» Location labeling items:
━━━━━━━━━━━━━━━━━━━━━━━━━━━━━━
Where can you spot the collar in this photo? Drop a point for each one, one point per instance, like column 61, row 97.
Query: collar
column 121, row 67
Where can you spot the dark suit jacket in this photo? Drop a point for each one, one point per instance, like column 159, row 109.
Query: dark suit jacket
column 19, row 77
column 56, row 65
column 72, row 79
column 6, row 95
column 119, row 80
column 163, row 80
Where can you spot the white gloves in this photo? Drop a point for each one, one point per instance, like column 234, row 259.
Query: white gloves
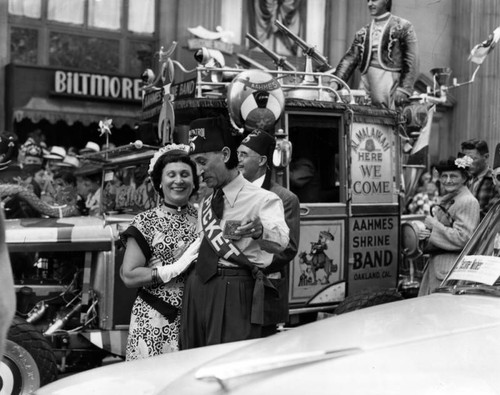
column 168, row 272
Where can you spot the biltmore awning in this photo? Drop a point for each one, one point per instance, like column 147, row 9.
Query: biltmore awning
column 71, row 111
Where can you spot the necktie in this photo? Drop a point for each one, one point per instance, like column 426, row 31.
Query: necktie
column 206, row 266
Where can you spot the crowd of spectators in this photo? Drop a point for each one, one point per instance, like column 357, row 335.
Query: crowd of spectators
column 49, row 175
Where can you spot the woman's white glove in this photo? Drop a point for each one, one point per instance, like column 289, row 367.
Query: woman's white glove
column 168, row 272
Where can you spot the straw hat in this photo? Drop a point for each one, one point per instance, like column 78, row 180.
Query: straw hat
column 90, row 147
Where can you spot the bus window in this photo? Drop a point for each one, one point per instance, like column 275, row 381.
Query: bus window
column 315, row 175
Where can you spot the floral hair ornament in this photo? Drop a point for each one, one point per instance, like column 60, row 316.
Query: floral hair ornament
column 464, row 162
column 163, row 150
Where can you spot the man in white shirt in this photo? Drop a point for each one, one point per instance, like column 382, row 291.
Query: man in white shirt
column 243, row 227
column 255, row 163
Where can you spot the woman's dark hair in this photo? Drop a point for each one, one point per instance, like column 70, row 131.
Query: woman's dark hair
column 450, row 165
column 172, row 157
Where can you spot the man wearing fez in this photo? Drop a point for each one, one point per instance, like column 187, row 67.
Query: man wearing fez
column 242, row 226
column 255, row 163
column 495, row 174
column 385, row 51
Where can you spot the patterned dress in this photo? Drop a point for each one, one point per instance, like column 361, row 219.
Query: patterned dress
column 163, row 232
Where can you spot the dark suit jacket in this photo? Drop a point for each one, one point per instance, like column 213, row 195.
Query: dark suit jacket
column 278, row 306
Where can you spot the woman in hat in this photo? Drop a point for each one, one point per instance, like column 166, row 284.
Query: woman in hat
column 155, row 241
column 450, row 224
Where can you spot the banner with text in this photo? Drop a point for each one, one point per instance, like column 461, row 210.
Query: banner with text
column 373, row 164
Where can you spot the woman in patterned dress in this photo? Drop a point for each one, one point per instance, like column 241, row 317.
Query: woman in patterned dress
column 451, row 224
column 155, row 241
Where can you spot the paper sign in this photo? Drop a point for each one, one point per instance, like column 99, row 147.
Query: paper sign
column 478, row 268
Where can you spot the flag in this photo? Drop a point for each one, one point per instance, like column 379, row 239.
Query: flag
column 480, row 51
column 420, row 150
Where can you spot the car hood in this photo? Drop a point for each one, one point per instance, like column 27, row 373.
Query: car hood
column 432, row 345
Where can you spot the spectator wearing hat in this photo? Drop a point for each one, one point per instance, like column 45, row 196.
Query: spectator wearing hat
column 89, row 189
column 7, row 149
column 481, row 182
column 7, row 292
column 90, row 148
column 56, row 155
column 451, row 223
column 30, row 162
column 242, row 227
column 386, row 53
column 255, row 163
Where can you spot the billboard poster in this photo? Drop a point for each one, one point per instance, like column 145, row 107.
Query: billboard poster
column 319, row 261
column 373, row 260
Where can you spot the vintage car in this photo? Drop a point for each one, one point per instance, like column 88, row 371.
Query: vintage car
column 444, row 343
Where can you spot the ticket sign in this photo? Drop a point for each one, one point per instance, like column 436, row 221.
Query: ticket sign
column 373, row 258
column 372, row 164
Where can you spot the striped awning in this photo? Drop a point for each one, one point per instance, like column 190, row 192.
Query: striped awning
column 71, row 111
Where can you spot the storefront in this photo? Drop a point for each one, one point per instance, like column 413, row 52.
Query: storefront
column 67, row 105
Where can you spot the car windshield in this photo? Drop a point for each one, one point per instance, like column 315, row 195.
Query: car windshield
column 477, row 270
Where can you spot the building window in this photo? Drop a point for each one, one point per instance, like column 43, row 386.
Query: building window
column 141, row 16
column 23, row 45
column 26, row 8
column 87, row 53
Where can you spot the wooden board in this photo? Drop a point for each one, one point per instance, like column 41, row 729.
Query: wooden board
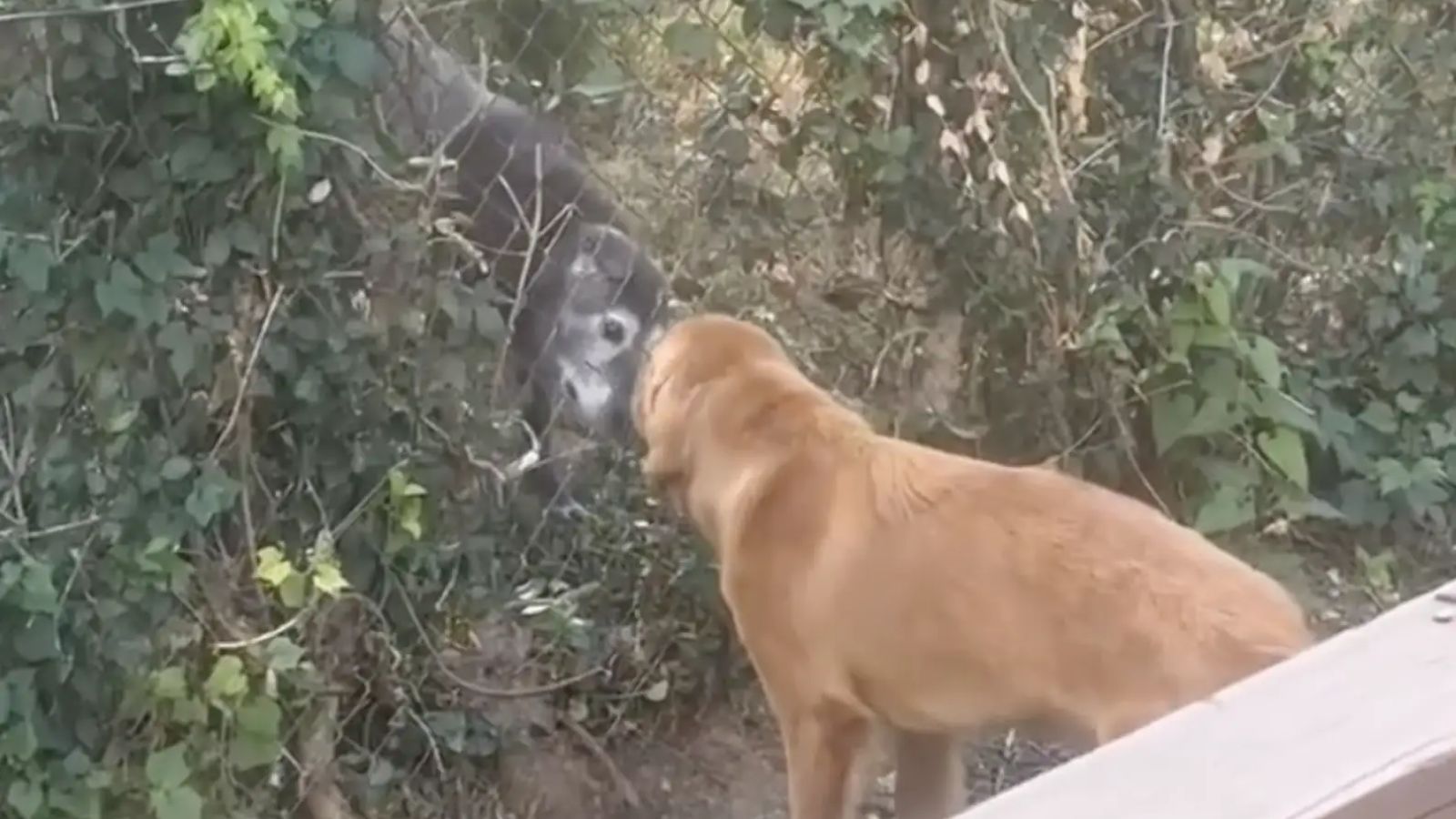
column 1360, row 726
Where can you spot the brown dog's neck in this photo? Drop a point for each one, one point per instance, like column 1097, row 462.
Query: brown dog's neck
column 786, row 410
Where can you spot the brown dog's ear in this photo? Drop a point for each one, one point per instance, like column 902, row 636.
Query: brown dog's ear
column 666, row 433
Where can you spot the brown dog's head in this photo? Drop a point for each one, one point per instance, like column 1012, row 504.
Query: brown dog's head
column 689, row 354
column 679, row 363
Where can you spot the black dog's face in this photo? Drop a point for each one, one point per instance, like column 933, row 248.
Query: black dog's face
column 611, row 309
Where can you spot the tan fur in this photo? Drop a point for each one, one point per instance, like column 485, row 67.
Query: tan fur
column 880, row 581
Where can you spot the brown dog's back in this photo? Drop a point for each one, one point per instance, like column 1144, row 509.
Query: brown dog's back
column 875, row 579
column 1047, row 595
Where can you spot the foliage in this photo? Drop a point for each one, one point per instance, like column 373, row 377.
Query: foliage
column 1208, row 258
column 237, row 375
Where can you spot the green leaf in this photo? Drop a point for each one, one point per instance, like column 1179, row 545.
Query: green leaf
column 169, row 683
column 177, row 804
column 603, row 80
column 228, row 680
column 1216, row 298
column 217, row 248
column 1392, row 474
column 121, row 292
column 259, row 717
column 1227, row 509
column 293, row 591
column 1264, row 359
column 1222, row 378
column 167, row 768
column 1171, row 417
column 356, row 57
column 273, row 567
column 33, row 263
column 1216, row 416
column 328, row 579
column 1274, row 405
column 179, row 341
column 1380, row 417
column 19, row 742
column 25, row 797
column 283, row 654
column 177, row 468
column 38, row 592
column 251, row 751
column 1286, row 450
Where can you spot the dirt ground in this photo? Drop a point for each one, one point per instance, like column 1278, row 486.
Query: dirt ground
column 724, row 763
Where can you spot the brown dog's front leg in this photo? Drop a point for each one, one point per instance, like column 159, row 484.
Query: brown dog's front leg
column 928, row 775
column 823, row 745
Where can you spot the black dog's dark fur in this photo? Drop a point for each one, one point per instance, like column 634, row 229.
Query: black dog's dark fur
column 590, row 295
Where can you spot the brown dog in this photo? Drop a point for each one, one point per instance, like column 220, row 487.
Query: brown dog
column 880, row 581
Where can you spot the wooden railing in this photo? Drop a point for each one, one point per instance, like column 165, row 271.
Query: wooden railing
column 1360, row 726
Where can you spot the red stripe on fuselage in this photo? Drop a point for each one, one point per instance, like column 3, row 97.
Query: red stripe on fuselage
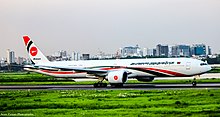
column 167, row 72
column 59, row 72
column 26, row 39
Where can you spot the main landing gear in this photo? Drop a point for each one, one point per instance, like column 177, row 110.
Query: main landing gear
column 100, row 83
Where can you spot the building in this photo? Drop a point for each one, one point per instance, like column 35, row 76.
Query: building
column 180, row 51
column 75, row 56
column 209, row 50
column 198, row 50
column 162, row 50
column 10, row 56
column 85, row 56
column 131, row 51
column 151, row 52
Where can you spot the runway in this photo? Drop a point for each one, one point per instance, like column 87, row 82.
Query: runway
column 125, row 87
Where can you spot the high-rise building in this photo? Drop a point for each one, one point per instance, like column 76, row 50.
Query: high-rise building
column 85, row 56
column 75, row 56
column 10, row 56
column 198, row 50
column 131, row 51
column 180, row 50
column 151, row 52
column 162, row 50
column 209, row 50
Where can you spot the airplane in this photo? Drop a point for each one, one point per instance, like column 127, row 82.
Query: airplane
column 116, row 71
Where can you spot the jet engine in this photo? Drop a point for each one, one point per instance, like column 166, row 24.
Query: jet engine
column 117, row 77
column 145, row 79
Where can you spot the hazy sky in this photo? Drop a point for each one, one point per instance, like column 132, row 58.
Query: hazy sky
column 89, row 25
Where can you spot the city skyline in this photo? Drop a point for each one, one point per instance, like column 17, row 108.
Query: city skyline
column 89, row 26
column 136, row 50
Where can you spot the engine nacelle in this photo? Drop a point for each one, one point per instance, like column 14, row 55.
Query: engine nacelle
column 117, row 77
column 145, row 79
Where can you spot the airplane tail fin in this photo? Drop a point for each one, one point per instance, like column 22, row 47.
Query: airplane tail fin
column 34, row 53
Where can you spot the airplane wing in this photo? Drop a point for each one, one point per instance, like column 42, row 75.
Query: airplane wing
column 96, row 72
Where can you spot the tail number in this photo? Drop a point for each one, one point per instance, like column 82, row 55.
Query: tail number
column 33, row 51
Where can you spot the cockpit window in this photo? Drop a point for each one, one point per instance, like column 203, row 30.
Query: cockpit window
column 203, row 64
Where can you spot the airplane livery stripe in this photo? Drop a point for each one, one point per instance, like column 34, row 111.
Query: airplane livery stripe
column 166, row 71
column 26, row 40
column 151, row 72
column 29, row 45
column 59, row 72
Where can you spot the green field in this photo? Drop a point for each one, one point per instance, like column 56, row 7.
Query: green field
column 91, row 103
column 24, row 78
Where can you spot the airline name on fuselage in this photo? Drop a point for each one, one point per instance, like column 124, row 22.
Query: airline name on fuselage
column 153, row 63
column 36, row 58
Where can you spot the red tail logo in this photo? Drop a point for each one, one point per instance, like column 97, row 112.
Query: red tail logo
column 115, row 77
column 33, row 51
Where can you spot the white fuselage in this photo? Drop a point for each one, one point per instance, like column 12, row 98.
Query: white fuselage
column 152, row 67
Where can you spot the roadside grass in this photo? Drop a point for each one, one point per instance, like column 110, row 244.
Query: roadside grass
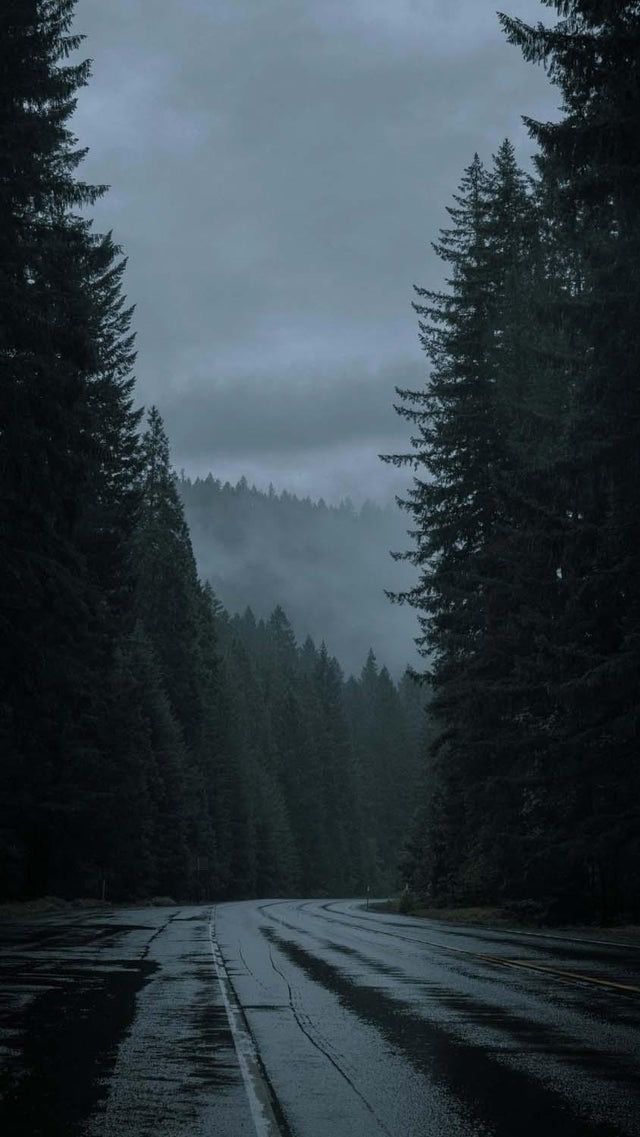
column 51, row 905
column 501, row 919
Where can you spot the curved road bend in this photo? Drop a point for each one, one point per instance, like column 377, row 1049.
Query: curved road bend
column 314, row 1019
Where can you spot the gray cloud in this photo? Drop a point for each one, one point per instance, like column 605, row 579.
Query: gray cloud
column 277, row 173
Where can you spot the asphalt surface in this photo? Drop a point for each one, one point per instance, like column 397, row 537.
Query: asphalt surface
column 312, row 1019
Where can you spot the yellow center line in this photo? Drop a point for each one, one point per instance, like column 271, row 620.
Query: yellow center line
column 562, row 974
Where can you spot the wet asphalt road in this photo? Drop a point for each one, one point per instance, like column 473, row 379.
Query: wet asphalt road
column 314, row 1019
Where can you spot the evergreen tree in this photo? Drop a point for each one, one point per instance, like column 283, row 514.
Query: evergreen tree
column 590, row 159
column 59, row 557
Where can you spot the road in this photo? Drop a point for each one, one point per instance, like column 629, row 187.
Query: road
column 313, row 1019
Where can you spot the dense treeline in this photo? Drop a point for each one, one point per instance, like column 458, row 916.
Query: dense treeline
column 257, row 547
column 526, row 500
column 149, row 743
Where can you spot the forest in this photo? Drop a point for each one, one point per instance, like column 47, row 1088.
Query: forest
column 256, row 548
column 154, row 741
column 525, row 501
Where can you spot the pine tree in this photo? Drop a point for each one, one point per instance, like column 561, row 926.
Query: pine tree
column 64, row 354
column 589, row 163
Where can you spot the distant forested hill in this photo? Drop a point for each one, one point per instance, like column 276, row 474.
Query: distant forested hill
column 327, row 565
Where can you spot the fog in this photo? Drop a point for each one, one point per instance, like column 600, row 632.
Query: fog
column 277, row 174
━━━━━━━━━━━━━━━━━━━━━━━━━━━━━━
» TASK OBJECTIVE: Change every "engine nacelle" to "engine housing" in the items, starting at the line that has "Where can you spot the city" and stopping after the line that has "column 34, row 53". Return only those lines, with everything else left as it is.

» RESULT BELOW:
Where can you spot the city skyline in this photo? Drop a point for each one, one point per instance, like column 17, row 108.
Query: city skyline
column 89, row 26
column 136, row 50
Where can you spot the engine housing in this photo? Drop a point for each one, one point per instance, like column 14, row 55.
Query: engine housing
column 117, row 77
column 145, row 79
Where can you spot the airplane tail fin in this photo? Drop a point for each one, one point per instance, like column 22, row 47.
Query: airplane tail fin
column 34, row 53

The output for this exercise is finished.